[Consignes à suivre]:
1. Répondez à ces questions sur l'extrait consacré à la présidence française :
(a) À partir de quel mois les ministres auront-ils un devoir de réserve ?
(b) De quel département Olivier Jacquin est-il sénateur ?
(c) Selon Phuc-Vinh Nguyen, il y a combien d'années a eu lieu la précédente présidence française ?
2. Donnez la suite de l'extrait consacré à la présidence française, à partir de sa dernière phrase.

[Document]:
::::
Le timing est déjà très serré et la Présidentielle française vient rajouter des difficultés. A partir du mois de mars, pour cause de la campagne, les ministres auront un devoir de réserve, ils ne pourront donc plus s’investir pour gérer ces dossiers.
Le sénateur PS de Meurthe-et-Moselle Olivier Jacquin se lance donc pour poser la question, qui est sur toutes les lèvres : « J’ai une interrogation sur la qualité de la parole de la France qui va avoir une échéance électorale en pleine présidence et qui va donc avoir un temps utile et de crédibilité limitée à deux, voire trois mois maximum. Que va-t-elle pouvoir faire ? »
« En effet, il n’y aura plus de parole médiatique après le mois de mars, même s’il n’y a plus de pilotage visible, ce sont les hauts fonctionnaires et les représentants de la France à Bruxelles qui vont prendre le relais sur le fond. Ils ont déjà travaillé sur un paquet vert lors de la précédente présidence française il y a 13 ans, ils sont donc armés pour le faire, » rassure Phuc-Vinh Nguyen, chercheur sur les politiques de l’énergie européenne et française au sein du Centre Énergie de l’Institut Jacques Delors.
::::
Entrées de localisation d'objets nommés:
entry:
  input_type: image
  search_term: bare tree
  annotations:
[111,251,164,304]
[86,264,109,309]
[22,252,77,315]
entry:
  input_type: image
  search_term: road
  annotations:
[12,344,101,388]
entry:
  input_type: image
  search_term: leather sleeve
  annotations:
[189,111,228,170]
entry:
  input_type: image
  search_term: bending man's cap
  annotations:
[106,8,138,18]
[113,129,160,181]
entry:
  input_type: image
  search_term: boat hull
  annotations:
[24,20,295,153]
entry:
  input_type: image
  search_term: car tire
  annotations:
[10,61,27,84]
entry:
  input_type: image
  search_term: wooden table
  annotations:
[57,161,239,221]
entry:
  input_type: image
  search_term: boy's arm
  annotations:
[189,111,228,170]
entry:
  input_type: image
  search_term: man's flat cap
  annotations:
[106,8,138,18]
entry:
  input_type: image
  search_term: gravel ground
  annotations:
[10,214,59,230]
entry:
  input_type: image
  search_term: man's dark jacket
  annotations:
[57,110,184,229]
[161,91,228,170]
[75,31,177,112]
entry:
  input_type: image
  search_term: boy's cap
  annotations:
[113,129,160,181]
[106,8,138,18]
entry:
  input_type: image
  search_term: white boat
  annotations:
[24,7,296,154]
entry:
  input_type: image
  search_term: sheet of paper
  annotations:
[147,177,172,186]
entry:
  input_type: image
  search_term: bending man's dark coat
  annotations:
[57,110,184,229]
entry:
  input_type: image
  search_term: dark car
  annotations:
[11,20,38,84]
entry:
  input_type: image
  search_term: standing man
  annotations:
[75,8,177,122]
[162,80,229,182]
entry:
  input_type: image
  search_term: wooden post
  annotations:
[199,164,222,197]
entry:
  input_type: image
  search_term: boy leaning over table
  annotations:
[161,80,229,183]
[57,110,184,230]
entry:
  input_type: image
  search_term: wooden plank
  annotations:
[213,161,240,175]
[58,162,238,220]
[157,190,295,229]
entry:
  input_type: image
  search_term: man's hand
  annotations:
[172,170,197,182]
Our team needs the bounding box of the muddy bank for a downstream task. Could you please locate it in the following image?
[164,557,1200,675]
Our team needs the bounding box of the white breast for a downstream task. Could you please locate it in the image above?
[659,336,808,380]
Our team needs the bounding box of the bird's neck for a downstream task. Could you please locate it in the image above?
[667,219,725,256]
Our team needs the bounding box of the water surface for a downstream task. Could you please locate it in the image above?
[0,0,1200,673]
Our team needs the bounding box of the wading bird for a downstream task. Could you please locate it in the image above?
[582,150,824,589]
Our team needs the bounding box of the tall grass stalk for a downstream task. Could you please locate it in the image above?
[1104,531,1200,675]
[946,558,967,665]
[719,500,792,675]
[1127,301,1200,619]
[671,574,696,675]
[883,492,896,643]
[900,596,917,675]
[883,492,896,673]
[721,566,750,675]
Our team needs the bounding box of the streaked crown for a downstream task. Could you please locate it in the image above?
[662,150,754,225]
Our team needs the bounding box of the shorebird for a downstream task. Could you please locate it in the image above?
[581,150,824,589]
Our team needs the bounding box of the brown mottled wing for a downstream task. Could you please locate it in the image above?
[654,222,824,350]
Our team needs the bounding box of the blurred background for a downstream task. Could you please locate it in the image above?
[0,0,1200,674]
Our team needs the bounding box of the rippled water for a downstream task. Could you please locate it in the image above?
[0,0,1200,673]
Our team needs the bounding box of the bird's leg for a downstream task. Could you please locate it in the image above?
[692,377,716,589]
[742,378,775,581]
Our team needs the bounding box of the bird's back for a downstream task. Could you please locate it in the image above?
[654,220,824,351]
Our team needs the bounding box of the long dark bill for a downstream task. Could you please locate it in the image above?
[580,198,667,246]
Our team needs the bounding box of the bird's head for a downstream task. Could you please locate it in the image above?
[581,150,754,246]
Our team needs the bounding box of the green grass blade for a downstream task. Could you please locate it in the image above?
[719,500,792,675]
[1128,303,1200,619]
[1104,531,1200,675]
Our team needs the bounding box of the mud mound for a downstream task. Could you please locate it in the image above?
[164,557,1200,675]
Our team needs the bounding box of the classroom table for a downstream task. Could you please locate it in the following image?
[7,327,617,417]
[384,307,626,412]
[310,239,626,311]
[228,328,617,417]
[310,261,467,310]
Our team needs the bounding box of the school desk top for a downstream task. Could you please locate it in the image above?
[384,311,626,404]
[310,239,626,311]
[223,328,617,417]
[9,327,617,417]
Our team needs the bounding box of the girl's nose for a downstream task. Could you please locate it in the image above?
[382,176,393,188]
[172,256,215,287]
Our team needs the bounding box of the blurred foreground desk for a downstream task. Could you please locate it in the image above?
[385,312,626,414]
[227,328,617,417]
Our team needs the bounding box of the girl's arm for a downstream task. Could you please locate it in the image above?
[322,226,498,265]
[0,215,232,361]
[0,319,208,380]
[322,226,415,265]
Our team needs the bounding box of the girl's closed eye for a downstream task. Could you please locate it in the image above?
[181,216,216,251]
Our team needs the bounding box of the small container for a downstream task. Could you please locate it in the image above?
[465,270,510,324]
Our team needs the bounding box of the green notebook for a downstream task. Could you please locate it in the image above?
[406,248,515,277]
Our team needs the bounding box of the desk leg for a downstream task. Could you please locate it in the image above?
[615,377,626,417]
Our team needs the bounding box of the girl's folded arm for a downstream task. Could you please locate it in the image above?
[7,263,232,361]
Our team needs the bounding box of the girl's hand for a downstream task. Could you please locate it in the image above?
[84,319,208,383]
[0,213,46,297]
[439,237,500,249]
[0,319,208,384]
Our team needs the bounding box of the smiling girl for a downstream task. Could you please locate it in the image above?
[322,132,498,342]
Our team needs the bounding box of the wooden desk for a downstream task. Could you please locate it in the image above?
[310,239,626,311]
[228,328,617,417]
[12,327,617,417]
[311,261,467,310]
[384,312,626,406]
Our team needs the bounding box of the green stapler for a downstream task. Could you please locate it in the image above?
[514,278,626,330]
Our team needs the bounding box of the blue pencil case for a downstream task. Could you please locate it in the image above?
::::
[Réponses]:
1.
(a) À partir du mois de mars.
(b) De la Meurthe-et-Moselle.
(c) Il y a 13 ans.

2.
D’après lui, cela pourrait même être un avantage. « Les représentants de Paris à Bruxelles pourront adoucir l’image d’arrogance que la France véhicule auprès des partenaires européens. » Une image qui lui colle à la peau depuis le début de la présidence Macron et qui pourrait être exacerbée pendant la campagne. Ursula von der Leyen la présidente de la Commission et Charles Michel le président du Conseil européen ont d’ailleurs annoncé qu’ils veilleront à ce que la présidence du Conseil ne soit pas utilisée à des fins électoralistes.
L’indispensable couple franco-allemand
Pendant cette présidence, la France va donc devoir mettre de l’eau dans son vin et tenter d’arracher des compromis. Elle devrait essayer de faire avancer plusieurs des 12 dossiers législatifs en même temps, pour avoir des leviers de négociation d’un texte à l’autre.
Il lui faudra aussi créer des alliances et pour Pascale Joannin, la directrice générale de la Fondation Robert Schuman, une alliance avec l’Allemagne paraît indispensable pour aller vite, même si les deux pays ne sont pas d’accord sur le nucléaire. (La France est pour, l’Allemagne ne souhaite plus avoir recours aux centrales.)
Parmi les dossiers en cours d’examen, il y a deux textes prioritaires pour la France : la mise en place d’une taxe carbone européenne pour tous les produits importés dans l’Union et la fin des quotas gratuits de carbone.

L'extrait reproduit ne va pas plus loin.